## start Document text
Provenance: Reported to have been unearthed in Beaufort County, S.C. during the winter of 2005 by relic hunter Peter Eles. Sold by Eles to unknown California collector in the summer of 2005 for the sum of $15,000. Then appeared in Early American History Auction of February 11, 2006 as lot 351 with estimate of $25,000 to $50,000. Prices realized posted online showed closing bid of $25,000, but a phone call to the auction house seemed to suggest that the lot was "bought back" by the consignor. Webpage published by the "Treasure Depot" lists the tag as one of the top finds of 2005 -- To visit the webpage, please click on this link: Treasure Depot. A short article, as well as a photo of this tag, was also published in Vol. 31, No. 4 of North South Trader's Civil War, a magazine devoted to relic hunting.
## end Document text
## start Record extracts
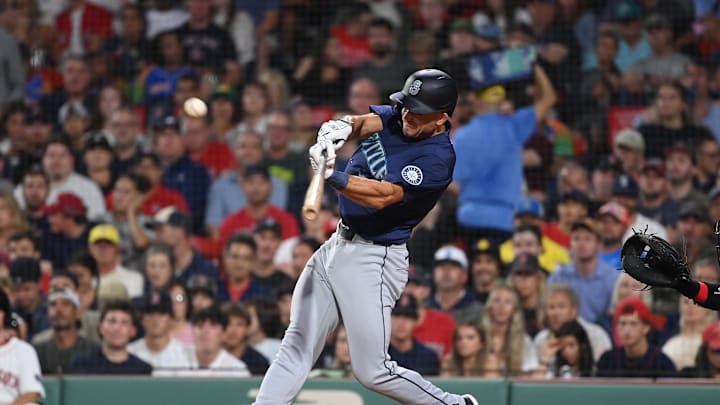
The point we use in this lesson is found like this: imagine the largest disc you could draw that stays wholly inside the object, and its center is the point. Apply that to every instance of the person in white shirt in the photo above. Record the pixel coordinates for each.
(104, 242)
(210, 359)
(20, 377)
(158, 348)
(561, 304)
## end Record extracts
## start Record extracts
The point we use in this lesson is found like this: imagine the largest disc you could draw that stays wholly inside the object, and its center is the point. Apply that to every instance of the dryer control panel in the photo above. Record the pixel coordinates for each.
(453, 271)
## end Record extracts
- Short exercise
Copy the provenance text starting at the words "Provenance: Reported to" and stopping after "to relic hunting.", substituting "fall" for "summer". The rows are from a separate source.

- Expected answer
Provenance: Reported to have been unearthed in Beaufort County, S.C. during the winter of 2005 by relic hunter Peter Eles. Sold by Eles to unknown California collector in the fall of 2005 for the sum of $15,000. Then appeared in Early American History Auction of February 11, 2006 as lot 351 with estimate of $25,000 to $50,000. Prices realized posted online showed closing bid of $25,000, but a phone call to the auction house seemed to suggest that the lot was "bought back" by the consignor. Webpage published by the "Treasure Depot" lists the tag as one of the top finds of 2005 -- To visit the webpage, please click on this link: Treasure Depot. A short article, as well as a photo of this tag, was also published in Vol. 31, No. 4 of North South Trader's Civil War, a magazine devoted to relic hunting.